- [Consigna] Según el texto mostrado, ¿qué alimentos no quería comer quien escribe cuando vivía en el rancho de su abuelo en Veracruz?

***** Texto mostrado *****

Publicado el 11 de julio de 2020
Escrito en junio de 2020
Muchas
veces me pongo a pensar en el hombre que terminaré siendo dentro de un par de
décadas; a veces pienso en que sonrío muy poco en comparación con los años
previos a la muerte de mi madre. ¿He olvidado cómo sonreír? Suelo con
frecuencia recordar mi irreverencia de niño, de adolescente y de joven, más o
menos como hasta los 28 años; contaba chistes, vacilaba a mis amigos,
familiares y parejas, creo que en determinado momento hasta se convirtió en un
sello de mi personalidad. Era ingenioso para decir tonteras que causaban risa y
casi siempre estaba de buen humor. A ratos, conviene mencionarlo, me invadía
una profunda nostalgia por el Saltillo que dejé y dedicaba horas y horas de mi
día para recordar esas calles anchas que antes fueron desierto. Ponía música, a
oscuras, y con un cigarro ambientaba el trance que me transportaba a aquellos
días de dicha en donde lo tenía todo. Sin embargo nunca tuve oportunidad de conocer
el fondo de la melancolía porque entre las seis y las ocho de la tarde mi madre
llegaba del trabajo con todo su optimismo y buen humor a la casa; también
porque estaban mis amigos y amigas, mi novia y hasta mis vecinos.
Cuando
recién llegamos a Veracruz residimos en el rancho de mi abuelo, y al ser un
rancho, no existían cosas tales como el jamón, la leche de caja, el cereal, el
pan, los dulces y la compañía de otros niños con los cuales jugar. Sufrí
regaños, burlas y hasta amenazas de golpes por no querer comer frijoles negros,
comida con picante y leche de chiva. Ese primer desencuentro con el mundo me
marcó para siempre. Enfado. Desesperación. Nostalgia. No me sentí comprendido
por ningún miembro de mi familia más que por mi mamá.

***** Datos *****

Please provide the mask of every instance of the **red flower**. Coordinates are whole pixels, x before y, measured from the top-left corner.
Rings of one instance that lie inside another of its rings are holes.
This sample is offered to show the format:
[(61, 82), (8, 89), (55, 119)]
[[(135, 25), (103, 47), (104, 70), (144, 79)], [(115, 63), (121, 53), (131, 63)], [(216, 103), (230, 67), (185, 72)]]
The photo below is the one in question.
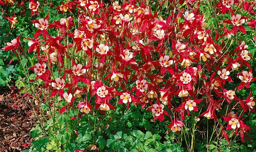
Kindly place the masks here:
[(155, 104), (152, 105), (151, 107), (148, 108), (147, 110), (150, 111), (154, 115), (154, 118), (153, 121), (158, 119), (160, 122), (162, 122), (164, 119), (164, 115), (167, 116), (169, 116), (167, 111), (164, 110), (164, 105), (160, 103), (158, 100), (157, 100)]

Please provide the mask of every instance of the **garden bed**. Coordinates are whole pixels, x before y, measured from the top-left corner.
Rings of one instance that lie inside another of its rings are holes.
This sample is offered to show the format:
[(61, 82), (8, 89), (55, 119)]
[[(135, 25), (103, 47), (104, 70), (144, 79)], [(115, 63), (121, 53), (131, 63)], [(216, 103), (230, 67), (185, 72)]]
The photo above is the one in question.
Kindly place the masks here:
[(31, 113), (32, 108), (26, 98), (1, 91), (0, 151), (20, 151), (31, 145), (32, 139), (28, 133), (37, 119)]

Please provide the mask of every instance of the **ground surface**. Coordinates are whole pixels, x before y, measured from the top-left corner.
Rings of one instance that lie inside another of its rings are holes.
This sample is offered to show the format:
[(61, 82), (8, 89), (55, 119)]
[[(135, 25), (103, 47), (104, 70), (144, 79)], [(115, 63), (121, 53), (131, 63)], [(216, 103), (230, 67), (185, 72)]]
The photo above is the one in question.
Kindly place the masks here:
[(0, 151), (20, 151), (29, 148), (32, 139), (28, 133), (37, 121), (32, 109), (26, 98), (0, 89)]

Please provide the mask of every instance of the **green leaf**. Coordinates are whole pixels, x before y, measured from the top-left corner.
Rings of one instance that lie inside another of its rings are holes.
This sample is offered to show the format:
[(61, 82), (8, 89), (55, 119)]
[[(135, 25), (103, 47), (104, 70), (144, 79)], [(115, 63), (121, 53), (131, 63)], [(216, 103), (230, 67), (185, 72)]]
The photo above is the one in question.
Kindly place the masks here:
[(244, 145), (241, 145), (241, 151), (243, 152), (247, 152), (248, 151), (248, 150), (247, 148)]
[(126, 139), (125, 140), (125, 141), (127, 143), (131, 145), (133, 143), (133, 139), (132, 137), (130, 136), (128, 136), (127, 137)]
[(116, 140), (114, 139), (109, 139), (107, 141), (107, 147), (113, 148), (115, 147)]
[(209, 20), (208, 21), (208, 22), (207, 22), (207, 26), (206, 26), (206, 28), (208, 28), (210, 25), (212, 24), (212, 21), (213, 21), (213, 20), (214, 19), (214, 18), (212, 18)]
[(61, 134), (57, 135), (57, 139), (60, 141), (62, 143), (64, 143), (67, 141), (65, 136)]
[(147, 131), (144, 137), (144, 140), (148, 139), (152, 136), (152, 134), (149, 131)]
[(155, 134), (153, 135), (153, 138), (154, 140), (158, 140), (161, 139), (161, 136), (158, 134)]
[(131, 123), (130, 121), (128, 121), (127, 123), (127, 126), (130, 128), (133, 126), (133, 125), (132, 124), (132, 123)]
[(100, 150), (103, 150), (106, 144), (107, 144), (107, 142), (105, 139), (101, 139), (98, 140), (97, 140), (97, 142), (99, 143), (99, 149)]
[(52, 148), (52, 145), (51, 144), (47, 145), (47, 146), (46, 146), (46, 149), (50, 150), (51, 150)]
[(116, 134), (114, 136), (114, 137), (116, 139), (119, 139), (122, 137), (122, 132), (119, 131), (116, 133)]

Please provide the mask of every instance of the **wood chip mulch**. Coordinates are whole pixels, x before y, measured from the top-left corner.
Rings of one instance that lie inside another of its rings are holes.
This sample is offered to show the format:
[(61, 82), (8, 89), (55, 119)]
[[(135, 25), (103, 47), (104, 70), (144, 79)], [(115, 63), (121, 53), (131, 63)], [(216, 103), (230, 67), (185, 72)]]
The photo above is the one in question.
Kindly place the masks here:
[(37, 119), (26, 98), (5, 92), (0, 92), (0, 151), (20, 151), (31, 145), (28, 133)]

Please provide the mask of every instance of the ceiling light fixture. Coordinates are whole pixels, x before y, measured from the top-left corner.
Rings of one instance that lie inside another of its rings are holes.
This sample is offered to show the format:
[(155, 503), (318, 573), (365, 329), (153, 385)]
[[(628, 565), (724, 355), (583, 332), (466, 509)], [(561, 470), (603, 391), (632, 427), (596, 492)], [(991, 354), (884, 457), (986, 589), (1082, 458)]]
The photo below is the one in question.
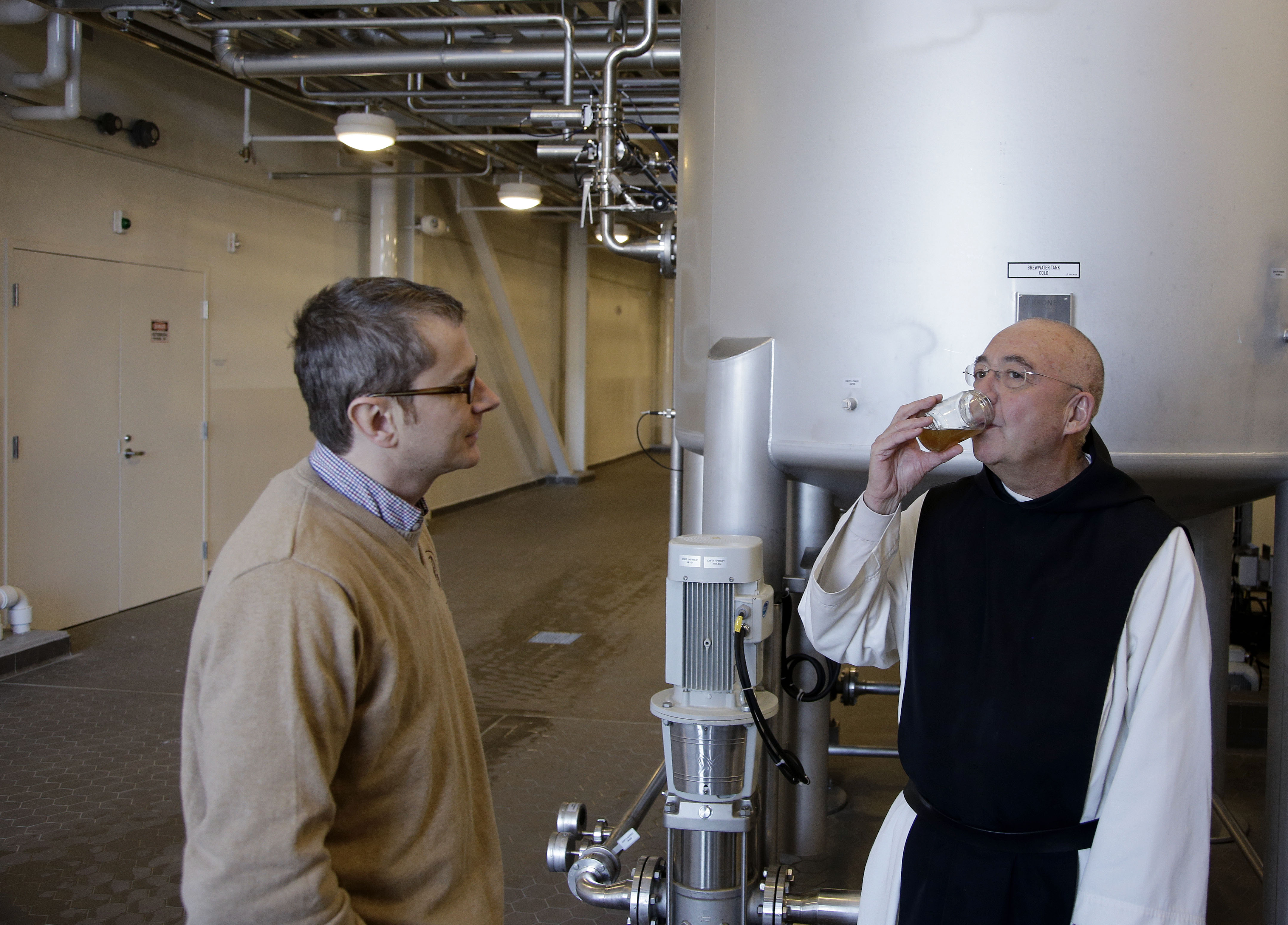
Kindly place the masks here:
[[(603, 242), (603, 240), (604, 240), (603, 233), (595, 232), (595, 240)], [(631, 229), (630, 229), (630, 227), (622, 224), (621, 222), (614, 222), (613, 223), (613, 241), (616, 241), (617, 243), (626, 243), (630, 240), (631, 240)]]
[(524, 183), (523, 171), (519, 171), (518, 183), (502, 183), (496, 191), (496, 197), (502, 206), (510, 209), (533, 209), (541, 205), (541, 187), (536, 183)]
[(398, 140), (398, 126), (375, 112), (345, 112), (335, 122), (335, 137), (358, 151), (384, 151)]

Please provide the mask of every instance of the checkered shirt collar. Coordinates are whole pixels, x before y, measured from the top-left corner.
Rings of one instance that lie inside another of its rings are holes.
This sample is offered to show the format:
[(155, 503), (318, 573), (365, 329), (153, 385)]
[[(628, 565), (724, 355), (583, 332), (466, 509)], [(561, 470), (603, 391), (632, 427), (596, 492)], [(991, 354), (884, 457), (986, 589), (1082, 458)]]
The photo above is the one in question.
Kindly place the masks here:
[(399, 533), (416, 533), (425, 523), (429, 506), (425, 499), (407, 504), (352, 463), (327, 450), (321, 443), (309, 453), (309, 465), (323, 482), (370, 510)]

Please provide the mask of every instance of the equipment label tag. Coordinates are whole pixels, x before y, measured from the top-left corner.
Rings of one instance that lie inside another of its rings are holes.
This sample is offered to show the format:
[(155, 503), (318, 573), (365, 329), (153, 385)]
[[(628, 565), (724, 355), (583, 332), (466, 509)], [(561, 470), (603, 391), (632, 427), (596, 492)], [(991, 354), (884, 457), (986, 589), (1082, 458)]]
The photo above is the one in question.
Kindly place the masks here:
[(634, 828), (627, 828), (625, 832), (622, 832), (622, 836), (617, 839), (617, 844), (613, 845), (613, 852), (616, 854), (621, 854), (639, 840), (640, 840), (640, 834), (636, 832)]
[(1006, 264), (1007, 280), (1036, 280), (1043, 277), (1060, 277), (1077, 280), (1082, 276), (1081, 263), (1009, 263)]

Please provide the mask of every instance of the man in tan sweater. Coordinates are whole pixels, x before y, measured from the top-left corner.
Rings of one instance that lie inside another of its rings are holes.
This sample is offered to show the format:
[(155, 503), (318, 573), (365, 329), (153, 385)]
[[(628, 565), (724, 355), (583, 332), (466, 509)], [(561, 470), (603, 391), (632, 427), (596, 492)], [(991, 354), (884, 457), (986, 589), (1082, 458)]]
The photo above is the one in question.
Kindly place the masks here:
[(318, 444), (229, 537), (183, 703), (191, 925), (500, 925), (465, 660), (424, 528), (498, 405), (464, 309), (344, 280), (296, 318)]

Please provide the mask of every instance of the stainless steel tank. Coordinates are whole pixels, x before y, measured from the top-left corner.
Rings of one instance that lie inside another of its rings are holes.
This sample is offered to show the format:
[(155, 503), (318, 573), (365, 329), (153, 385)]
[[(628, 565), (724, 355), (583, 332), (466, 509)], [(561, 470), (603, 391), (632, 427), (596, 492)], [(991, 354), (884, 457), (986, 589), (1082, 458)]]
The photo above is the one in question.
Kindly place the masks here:
[(853, 500), (899, 405), (1068, 296), (1024, 308), (1104, 354), (1118, 465), (1182, 518), (1273, 493), (1285, 40), (1270, 0), (687, 0), (681, 443), (708, 348), (772, 336), (773, 460)]

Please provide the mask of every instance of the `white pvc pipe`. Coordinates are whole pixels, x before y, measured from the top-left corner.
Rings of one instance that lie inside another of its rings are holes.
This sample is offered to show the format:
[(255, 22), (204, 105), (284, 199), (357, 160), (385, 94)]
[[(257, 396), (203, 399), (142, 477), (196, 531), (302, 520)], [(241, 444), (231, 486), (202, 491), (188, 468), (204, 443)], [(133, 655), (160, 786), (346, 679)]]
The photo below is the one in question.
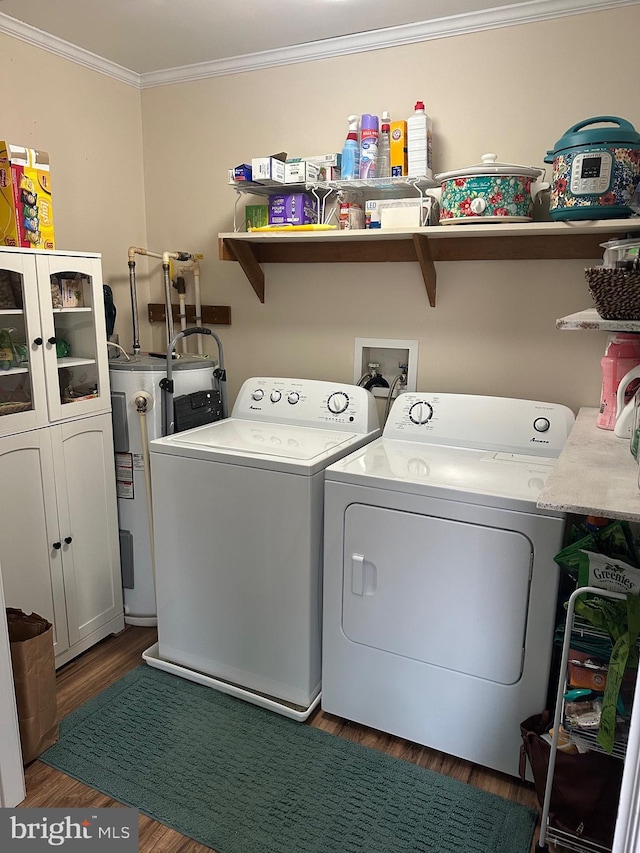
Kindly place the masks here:
[[(144, 403), (141, 402), (144, 400)], [(140, 401), (140, 402), (139, 402)], [(138, 421), (140, 423), (140, 438), (142, 441), (142, 459), (144, 465), (144, 484), (147, 497), (147, 516), (149, 522), (149, 545), (151, 556), (151, 577), (153, 581), (153, 599), (155, 602), (155, 612), (158, 612), (158, 604), (156, 599), (156, 554), (153, 542), (153, 499), (151, 493), (151, 457), (149, 455), (149, 432), (147, 423), (147, 403), (148, 395), (145, 392), (139, 392), (135, 398), (136, 409), (138, 410)]]
[[(200, 302), (200, 264), (196, 261), (193, 265), (193, 291), (194, 302), (196, 307), (196, 326), (202, 326), (202, 304)], [(202, 335), (197, 335), (198, 338), (198, 354), (202, 355), (204, 351), (204, 341)]]

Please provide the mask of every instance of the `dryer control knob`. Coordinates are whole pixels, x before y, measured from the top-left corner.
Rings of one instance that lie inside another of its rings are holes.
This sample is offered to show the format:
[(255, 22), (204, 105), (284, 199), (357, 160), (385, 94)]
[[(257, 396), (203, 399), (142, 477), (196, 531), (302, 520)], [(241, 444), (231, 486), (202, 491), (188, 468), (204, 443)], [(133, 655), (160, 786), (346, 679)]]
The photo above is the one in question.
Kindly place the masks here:
[(346, 411), (348, 405), (349, 395), (345, 394), (344, 391), (336, 391), (336, 393), (332, 394), (327, 401), (327, 407), (334, 415), (339, 415)]
[(414, 403), (409, 409), (409, 420), (414, 424), (426, 424), (433, 417), (433, 409), (429, 403), (421, 401)]

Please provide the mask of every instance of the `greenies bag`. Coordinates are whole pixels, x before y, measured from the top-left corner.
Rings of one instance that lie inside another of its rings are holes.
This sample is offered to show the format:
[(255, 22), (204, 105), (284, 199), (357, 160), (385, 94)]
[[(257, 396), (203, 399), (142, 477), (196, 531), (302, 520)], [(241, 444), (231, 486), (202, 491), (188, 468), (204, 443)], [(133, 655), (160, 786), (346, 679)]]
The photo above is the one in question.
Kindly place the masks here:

*****

- [Resultado] Frijoles negros, comida con picante y leche de chiva.